*Work item:* Before printing the listing, strip out its pictures and keep everything else exact.

==*==

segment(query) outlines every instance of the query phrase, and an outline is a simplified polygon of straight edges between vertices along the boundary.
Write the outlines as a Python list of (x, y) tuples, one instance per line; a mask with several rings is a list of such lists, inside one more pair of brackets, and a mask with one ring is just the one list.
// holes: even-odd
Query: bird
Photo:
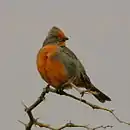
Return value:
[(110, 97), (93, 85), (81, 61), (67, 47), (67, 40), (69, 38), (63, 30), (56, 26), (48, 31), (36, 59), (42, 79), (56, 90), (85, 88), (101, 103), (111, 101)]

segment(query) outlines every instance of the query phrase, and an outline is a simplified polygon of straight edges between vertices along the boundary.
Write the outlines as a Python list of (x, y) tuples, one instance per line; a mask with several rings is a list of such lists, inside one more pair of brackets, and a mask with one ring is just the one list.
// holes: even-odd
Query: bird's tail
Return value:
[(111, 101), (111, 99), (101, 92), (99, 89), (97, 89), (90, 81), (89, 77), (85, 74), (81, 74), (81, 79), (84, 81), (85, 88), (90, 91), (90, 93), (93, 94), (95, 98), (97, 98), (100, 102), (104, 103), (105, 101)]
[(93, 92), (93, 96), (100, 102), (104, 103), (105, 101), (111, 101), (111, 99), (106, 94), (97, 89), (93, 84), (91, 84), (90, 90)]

==*==

*Task answer:*
segment(query) outlines every instance of the query phrase, and an outline is a simplified polygon of straight edges between vertices along the boundary.
Write the outlines as a Python list of (x, y) tuples, one instance per line; a mask with several rings is a list of such lists, inside one more pair of brackets, and a mask with one ring is just the one list.
// holes: even-odd
Query: bird
Photo:
Return value:
[(110, 97), (93, 85), (81, 61), (67, 47), (67, 40), (69, 38), (63, 30), (56, 26), (48, 31), (36, 59), (42, 79), (56, 90), (85, 88), (101, 103), (111, 101)]

segment(query) outlines every instance of the query phrase, and an outline is a simplified polygon of straight edges between vertices along the boundary.
Write the outlines as a Python list of (x, y) tuples, one instance per line; a mask with several rings is a list of such lists, inside one more pair of brackets, and a mask with one ring is just the one list.
// holes: even-odd
Query: bird's tail
Return value:
[(111, 101), (111, 99), (101, 92), (99, 89), (97, 89), (90, 81), (89, 77), (85, 74), (81, 74), (81, 79), (84, 81), (85, 88), (90, 91), (90, 93), (93, 94), (95, 98), (97, 98), (100, 102), (104, 103), (105, 101)]
[(93, 92), (93, 96), (100, 102), (104, 103), (105, 101), (111, 101), (111, 99), (106, 94), (97, 89), (93, 84), (91, 84), (90, 90)]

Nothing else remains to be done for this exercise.